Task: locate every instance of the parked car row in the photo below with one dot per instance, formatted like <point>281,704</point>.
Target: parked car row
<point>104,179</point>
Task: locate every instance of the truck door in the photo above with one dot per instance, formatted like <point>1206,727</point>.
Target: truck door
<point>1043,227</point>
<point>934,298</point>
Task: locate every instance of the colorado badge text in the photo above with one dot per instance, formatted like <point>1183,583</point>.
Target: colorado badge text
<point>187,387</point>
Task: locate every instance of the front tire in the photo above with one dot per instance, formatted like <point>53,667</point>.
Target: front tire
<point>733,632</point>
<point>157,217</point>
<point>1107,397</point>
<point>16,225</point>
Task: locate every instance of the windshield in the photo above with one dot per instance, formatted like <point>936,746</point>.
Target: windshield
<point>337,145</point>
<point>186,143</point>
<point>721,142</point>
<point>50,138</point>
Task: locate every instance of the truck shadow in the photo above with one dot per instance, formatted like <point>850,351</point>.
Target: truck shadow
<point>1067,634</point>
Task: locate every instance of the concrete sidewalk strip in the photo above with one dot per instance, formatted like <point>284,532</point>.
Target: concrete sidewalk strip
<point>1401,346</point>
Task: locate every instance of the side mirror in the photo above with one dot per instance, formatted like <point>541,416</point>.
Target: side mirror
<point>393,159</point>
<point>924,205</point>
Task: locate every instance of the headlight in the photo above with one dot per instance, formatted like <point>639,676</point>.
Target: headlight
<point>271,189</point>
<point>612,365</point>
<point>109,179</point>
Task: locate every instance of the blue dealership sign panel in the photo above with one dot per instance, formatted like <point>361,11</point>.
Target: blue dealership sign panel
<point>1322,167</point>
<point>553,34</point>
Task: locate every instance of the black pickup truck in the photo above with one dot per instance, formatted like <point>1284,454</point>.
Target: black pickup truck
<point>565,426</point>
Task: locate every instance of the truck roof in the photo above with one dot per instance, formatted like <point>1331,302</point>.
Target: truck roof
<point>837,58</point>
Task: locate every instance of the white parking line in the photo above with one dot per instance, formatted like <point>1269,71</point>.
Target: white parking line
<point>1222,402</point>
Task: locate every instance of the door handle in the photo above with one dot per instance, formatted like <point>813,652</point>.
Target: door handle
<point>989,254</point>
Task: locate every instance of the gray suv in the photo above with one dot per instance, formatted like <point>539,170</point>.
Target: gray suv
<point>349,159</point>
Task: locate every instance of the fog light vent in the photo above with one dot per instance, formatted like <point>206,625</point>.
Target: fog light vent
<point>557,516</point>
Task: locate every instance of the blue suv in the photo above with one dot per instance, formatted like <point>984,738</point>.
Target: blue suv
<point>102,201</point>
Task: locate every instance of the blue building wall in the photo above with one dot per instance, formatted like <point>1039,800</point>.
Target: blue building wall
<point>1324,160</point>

§ §

위의 모든 줄을 다시 쓰되, "truck door" 대신 "vehicle door" 표현을 넣고 나머지는 하나도 바꾸지 마세요.

§ **답변**
Task: locate every instance of the parked car row in the photo below with one dot per instance, formatted like <point>281,704</point>.
Target: parked car row
<point>104,179</point>
Task: locate every instance of the vehicle door in the photo above with one dot per instance, formatted like <point>1206,727</point>.
Target: vehicle door
<point>1043,227</point>
<point>934,298</point>
Task: locate every instance of the colorado badge text in the photo above with one dot per instance, formatted like <point>1183,583</point>.
Target: colorado badge text
<point>187,387</point>
Task: locate every instance of the front tire in the photo above with one dot per instance, formatted like <point>53,667</point>.
Target: front tire
<point>733,632</point>
<point>157,217</point>
<point>1107,397</point>
<point>16,225</point>
Task: locate every instance of the windshield in the photo above with one dot per instance, formatted like <point>936,746</point>.
Target: windshield
<point>337,145</point>
<point>186,143</point>
<point>721,142</point>
<point>50,138</point>
Task: locate every instance of the truck shadow in the photo above with one dot per instance, formatted like <point>850,351</point>.
Target: truck shadow
<point>1067,634</point>
Task: locate every instance of the concrete sidewalk strip in the photo above with one dot per instance, formatted like <point>284,532</point>.
Target: concrete sidewalk strip
<point>1401,346</point>
Task: locate every instance of the side mirror in the photo above with one dot per instance, formatted like <point>541,416</point>.
Target: side mirror
<point>393,159</point>
<point>924,205</point>
Task: locate every instance of the headlight in the photo above with one dot per instance, formatted like <point>639,676</point>.
Target: headlight
<point>271,189</point>
<point>612,365</point>
<point>109,179</point>
Task: locate every instance of the blue dealership sign panel in the photo above with one dot per instance, formatted like <point>361,11</point>.
Target: blue dealership sign panel
<point>1322,167</point>
<point>553,34</point>
Task: locate every instance of the black pickup truck in the photo above with one dot per instance, formatted like <point>1284,454</point>.
Target: black pickup truck
<point>565,426</point>
Task: locate every instance of the truck roof in the photo above with one dot per instance, formatted like <point>1331,302</point>.
Target: truck roof
<point>837,58</point>
Task: locate every instance of the white parking line in the photo above with one dot per instance, formatted like <point>1269,71</point>.
Target: white parking line
<point>1222,402</point>
Task: locate every instance of the door handle in the photo above with one dot per instance, formatted like <point>813,652</point>.
Target: door handle
<point>989,254</point>
Task: locate every instance of the gray suv in the photo above with one dot per instance, formatted like <point>539,170</point>.
Target: gray suv
<point>349,159</point>
Task: locate every instance of the fog light vent in the photo above with one dot per instance, formatted like <point>206,625</point>.
Target: fog light vent
<point>557,516</point>
Task: locate every instance of the blue suv in the photo above with one dot per instance, formatted like <point>984,738</point>.
Target: blue suv
<point>102,201</point>
Task: locate every instance of the blue building wall in the photo above with one dot per instance, formatted like <point>1039,800</point>.
Target: blue building wall
<point>1324,160</point>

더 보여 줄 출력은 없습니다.